CN-122008617-A - Automatic slag scraping treatment system and self-adaptive control method

CN122008617ACN 122008617 ACN122008617 ACN 122008617ACN-122008617-A

Abstract

The invention provides an automatic slag scraping treatment system and a self-adaptive control method, which relate to the technical field of slag scraping treatment and comprise symmetrically arranged slide rails, a multi-layer slag scraping assembly synchronously driven by a rotary driving shaft and a corresponding machine vision detection mechanism. After the controller executes the first global cleaning operation, whether the cleaning effect meets the standard is intelligently judged based on the image information acquired by each machine vision detection mechanism, and if the cleaning effect does not meet the standard, all slag scraping assemblies are controlled to execute cleaning again, so that closed-loop control and accurate cleaning are realized, the consistency of cleaning quality is effectively ensured, and the product forming quality is improved.

Inventors

ZHENG TAO
ZENG ZHI
ZENG XUEWEN
WU GUANGQI
YI JIAN

Assignees

成都正西机器人有限公司

Dates

Publication Date: 20260512
Application Date: 20260327

Claims (10)

= THE REQUEST =
Give the name of every inventor shown in the patent listing. The items after the patent listing are separate material and are not part of it.

= MATERIAL PROVIDED =
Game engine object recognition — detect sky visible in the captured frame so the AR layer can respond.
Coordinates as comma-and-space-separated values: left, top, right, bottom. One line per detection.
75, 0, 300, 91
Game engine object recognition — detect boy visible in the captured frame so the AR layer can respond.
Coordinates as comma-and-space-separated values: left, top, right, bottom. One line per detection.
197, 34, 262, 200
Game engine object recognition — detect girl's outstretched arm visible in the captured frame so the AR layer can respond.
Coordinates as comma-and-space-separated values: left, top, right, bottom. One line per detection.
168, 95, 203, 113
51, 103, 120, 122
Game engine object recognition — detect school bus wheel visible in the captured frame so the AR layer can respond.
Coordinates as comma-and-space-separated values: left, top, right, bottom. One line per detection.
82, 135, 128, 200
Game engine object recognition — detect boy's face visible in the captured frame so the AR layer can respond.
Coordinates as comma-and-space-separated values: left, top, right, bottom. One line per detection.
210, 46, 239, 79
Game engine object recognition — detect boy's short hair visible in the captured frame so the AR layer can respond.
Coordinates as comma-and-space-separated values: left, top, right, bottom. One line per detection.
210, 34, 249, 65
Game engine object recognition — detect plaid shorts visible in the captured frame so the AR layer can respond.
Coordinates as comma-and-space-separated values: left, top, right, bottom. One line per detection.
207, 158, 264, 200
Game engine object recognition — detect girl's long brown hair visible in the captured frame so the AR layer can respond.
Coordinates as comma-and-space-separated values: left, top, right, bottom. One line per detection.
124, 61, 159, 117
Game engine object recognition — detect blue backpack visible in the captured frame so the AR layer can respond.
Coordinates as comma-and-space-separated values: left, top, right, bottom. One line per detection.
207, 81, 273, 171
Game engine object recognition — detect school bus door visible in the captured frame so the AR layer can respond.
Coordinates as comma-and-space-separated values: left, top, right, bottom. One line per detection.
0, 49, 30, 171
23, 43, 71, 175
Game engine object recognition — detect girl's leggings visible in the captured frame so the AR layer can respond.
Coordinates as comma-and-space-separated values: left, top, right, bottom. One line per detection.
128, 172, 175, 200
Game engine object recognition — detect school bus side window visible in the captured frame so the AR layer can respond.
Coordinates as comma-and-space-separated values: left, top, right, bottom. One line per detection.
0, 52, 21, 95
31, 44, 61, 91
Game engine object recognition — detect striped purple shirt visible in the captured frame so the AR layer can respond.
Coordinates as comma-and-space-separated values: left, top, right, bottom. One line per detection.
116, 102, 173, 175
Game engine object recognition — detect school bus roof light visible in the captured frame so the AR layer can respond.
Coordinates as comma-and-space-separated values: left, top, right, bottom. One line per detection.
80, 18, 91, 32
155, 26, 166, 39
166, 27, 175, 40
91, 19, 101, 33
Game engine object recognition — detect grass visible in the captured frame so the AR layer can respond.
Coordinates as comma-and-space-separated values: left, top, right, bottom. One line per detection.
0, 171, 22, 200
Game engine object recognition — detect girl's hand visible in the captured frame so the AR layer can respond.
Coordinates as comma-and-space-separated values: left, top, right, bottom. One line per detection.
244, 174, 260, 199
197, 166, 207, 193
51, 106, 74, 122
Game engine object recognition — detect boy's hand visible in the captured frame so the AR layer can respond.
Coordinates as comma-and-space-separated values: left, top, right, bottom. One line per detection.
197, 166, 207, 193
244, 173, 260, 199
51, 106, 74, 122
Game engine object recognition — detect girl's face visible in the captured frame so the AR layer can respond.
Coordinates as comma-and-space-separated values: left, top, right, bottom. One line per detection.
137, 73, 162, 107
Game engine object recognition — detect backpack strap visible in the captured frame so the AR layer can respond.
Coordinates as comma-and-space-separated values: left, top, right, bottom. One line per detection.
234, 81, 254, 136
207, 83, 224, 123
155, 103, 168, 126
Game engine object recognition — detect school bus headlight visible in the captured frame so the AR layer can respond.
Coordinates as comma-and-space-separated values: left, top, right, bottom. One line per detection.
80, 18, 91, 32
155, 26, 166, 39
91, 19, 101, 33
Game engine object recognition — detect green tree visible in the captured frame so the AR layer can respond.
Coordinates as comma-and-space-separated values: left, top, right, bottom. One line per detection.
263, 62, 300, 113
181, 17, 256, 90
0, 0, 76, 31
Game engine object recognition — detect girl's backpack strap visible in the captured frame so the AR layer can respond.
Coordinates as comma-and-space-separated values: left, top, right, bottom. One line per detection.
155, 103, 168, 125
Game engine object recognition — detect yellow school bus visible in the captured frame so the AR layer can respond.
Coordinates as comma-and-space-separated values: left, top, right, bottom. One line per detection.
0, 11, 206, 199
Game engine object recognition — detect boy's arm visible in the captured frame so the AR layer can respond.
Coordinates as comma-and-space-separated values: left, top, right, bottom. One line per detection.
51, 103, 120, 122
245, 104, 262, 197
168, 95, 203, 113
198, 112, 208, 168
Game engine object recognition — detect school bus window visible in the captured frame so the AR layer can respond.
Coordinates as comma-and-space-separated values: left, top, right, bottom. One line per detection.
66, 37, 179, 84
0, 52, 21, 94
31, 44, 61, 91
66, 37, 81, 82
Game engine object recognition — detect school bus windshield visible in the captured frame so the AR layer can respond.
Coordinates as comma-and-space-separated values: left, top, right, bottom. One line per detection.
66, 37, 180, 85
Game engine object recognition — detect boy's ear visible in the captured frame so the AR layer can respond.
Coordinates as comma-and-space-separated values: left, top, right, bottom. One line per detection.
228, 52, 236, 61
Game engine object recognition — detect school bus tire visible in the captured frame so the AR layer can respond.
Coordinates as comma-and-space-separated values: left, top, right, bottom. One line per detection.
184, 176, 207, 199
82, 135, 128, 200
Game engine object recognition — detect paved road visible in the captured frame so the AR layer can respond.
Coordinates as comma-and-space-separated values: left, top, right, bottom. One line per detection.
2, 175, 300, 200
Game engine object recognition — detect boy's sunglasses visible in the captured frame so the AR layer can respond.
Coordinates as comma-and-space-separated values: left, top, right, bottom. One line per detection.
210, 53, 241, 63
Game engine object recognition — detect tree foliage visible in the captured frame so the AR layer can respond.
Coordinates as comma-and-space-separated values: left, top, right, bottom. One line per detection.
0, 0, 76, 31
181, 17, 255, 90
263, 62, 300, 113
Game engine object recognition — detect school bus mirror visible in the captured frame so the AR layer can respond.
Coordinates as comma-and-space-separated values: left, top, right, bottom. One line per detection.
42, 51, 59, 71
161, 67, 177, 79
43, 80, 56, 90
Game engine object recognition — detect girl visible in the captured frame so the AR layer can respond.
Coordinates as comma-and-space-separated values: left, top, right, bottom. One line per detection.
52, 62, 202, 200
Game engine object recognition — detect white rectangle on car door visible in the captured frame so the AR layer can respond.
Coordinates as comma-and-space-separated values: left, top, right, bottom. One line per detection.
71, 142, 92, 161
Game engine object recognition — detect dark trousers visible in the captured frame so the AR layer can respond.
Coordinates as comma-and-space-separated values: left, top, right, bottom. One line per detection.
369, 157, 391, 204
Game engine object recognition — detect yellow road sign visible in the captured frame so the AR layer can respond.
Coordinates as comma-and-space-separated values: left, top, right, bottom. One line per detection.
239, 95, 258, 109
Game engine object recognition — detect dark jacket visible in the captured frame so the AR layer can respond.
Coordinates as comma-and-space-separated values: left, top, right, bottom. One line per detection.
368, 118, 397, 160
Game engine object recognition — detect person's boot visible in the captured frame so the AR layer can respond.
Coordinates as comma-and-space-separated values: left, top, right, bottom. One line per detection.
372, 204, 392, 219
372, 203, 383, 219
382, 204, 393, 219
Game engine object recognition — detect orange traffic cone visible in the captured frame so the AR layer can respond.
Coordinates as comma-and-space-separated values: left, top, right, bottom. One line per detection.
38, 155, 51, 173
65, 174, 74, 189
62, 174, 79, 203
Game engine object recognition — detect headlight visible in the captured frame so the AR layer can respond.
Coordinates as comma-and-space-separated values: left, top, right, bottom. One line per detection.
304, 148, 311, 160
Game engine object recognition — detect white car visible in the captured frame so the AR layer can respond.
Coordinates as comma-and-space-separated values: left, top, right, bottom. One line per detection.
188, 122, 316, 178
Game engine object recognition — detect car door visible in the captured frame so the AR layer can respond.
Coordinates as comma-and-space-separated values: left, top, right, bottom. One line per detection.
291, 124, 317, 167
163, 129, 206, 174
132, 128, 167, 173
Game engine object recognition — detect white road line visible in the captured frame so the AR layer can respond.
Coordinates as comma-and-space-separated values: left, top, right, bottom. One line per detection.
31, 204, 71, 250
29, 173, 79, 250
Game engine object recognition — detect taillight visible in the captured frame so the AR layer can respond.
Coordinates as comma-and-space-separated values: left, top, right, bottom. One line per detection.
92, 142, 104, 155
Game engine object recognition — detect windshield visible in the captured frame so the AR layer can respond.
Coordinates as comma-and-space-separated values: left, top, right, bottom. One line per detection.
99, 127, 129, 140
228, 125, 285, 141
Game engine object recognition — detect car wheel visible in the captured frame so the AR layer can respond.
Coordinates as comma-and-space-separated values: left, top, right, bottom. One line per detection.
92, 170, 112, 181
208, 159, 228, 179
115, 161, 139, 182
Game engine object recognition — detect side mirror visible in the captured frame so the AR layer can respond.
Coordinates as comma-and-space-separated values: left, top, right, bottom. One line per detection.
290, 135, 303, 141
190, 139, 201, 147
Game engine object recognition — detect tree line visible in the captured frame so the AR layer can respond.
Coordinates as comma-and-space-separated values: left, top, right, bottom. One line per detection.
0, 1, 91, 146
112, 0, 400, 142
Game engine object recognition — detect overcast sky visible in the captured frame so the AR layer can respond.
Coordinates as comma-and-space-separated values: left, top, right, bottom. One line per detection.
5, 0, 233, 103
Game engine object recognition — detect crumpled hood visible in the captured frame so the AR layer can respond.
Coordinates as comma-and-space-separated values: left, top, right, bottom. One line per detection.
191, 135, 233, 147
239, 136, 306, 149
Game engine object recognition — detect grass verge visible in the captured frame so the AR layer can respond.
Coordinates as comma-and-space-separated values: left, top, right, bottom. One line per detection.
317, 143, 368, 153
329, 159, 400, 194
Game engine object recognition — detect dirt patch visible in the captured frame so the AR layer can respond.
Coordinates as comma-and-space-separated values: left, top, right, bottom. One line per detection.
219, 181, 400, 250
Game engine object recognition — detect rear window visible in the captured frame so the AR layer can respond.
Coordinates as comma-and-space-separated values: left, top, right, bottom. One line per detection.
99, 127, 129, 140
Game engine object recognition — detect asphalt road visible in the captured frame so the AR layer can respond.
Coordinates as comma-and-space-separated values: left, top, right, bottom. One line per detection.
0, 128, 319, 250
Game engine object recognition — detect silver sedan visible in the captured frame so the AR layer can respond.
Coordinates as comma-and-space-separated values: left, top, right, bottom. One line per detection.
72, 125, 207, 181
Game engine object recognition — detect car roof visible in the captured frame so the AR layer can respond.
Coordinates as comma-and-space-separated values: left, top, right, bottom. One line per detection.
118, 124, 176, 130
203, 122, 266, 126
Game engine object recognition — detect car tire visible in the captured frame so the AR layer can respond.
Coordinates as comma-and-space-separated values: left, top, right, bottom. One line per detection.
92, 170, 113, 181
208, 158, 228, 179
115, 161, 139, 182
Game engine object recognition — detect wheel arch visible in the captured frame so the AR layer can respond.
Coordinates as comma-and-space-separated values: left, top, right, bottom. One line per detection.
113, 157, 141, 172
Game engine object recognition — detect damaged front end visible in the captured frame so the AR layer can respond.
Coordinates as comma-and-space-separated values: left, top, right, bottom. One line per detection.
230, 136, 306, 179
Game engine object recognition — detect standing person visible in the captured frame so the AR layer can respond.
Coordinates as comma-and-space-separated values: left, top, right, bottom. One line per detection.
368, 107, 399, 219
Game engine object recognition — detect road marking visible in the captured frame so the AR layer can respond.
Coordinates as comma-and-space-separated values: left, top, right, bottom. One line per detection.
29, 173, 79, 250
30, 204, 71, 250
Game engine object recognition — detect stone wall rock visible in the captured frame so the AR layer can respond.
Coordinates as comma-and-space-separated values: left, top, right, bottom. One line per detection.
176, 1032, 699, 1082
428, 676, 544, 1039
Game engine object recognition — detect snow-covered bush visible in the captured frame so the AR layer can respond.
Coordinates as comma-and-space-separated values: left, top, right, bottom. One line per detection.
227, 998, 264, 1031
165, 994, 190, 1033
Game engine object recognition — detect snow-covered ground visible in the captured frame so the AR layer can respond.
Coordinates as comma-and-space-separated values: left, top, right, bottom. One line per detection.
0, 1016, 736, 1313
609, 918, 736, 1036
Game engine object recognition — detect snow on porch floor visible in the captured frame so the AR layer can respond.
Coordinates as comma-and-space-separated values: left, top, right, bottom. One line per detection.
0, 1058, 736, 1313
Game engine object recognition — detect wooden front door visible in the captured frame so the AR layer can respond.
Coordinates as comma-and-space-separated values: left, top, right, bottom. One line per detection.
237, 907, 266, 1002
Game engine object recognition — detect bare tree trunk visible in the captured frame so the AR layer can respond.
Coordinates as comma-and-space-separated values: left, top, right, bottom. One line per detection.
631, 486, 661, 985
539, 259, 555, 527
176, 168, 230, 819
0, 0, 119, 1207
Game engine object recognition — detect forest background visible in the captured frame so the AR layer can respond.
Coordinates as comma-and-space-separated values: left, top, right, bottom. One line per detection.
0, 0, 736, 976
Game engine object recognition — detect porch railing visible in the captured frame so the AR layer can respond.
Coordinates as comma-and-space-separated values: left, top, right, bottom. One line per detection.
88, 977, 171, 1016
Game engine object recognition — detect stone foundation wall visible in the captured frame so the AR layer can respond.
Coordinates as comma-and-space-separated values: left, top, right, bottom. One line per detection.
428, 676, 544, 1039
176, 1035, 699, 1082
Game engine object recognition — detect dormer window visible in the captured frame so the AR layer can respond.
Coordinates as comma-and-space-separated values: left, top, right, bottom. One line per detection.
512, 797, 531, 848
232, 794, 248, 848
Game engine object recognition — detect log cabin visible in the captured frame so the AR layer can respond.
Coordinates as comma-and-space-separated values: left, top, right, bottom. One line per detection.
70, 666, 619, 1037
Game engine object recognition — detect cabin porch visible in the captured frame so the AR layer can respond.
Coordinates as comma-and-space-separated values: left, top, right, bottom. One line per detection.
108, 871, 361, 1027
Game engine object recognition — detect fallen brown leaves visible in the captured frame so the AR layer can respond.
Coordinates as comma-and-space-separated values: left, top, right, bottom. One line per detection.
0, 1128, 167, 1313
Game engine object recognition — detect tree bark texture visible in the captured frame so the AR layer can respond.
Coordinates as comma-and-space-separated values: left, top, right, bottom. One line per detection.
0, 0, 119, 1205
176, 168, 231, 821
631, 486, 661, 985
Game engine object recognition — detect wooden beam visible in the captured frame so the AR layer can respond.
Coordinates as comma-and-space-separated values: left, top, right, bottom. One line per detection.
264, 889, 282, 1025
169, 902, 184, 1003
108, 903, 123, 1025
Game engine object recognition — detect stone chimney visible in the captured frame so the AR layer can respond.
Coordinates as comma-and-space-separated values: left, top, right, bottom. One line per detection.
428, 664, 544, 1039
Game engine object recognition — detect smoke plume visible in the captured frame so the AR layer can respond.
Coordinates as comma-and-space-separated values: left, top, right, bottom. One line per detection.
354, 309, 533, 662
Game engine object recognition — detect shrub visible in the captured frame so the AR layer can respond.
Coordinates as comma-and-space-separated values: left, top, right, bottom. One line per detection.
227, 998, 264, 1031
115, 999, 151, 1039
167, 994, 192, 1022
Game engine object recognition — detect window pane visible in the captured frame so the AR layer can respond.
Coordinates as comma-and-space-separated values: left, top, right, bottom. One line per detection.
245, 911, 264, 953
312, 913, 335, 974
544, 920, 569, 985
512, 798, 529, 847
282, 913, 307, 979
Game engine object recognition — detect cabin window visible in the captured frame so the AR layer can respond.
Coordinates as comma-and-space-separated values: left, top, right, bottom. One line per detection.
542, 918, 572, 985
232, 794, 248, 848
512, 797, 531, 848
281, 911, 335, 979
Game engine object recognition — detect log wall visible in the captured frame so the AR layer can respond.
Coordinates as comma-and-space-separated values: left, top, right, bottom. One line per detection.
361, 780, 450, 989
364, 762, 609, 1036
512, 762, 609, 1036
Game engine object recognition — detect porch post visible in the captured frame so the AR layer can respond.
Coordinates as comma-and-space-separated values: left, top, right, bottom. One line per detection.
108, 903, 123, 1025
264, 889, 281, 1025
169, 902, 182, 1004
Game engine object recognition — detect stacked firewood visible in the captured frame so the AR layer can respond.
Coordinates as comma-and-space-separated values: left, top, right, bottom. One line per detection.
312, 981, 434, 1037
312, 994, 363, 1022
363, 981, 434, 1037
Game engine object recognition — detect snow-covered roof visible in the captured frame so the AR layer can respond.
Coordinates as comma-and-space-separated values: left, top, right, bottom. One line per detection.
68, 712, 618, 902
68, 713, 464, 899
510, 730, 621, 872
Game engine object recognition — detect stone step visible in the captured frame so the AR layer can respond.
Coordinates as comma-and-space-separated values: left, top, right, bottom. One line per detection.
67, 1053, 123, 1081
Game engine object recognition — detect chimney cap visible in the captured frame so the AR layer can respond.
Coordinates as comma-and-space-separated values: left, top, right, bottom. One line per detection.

= WRITTEN REPLY =
ZHENG TAO, ZENG ZHI, ZENG XUEWEN, WU GUANGQI, YI JIAN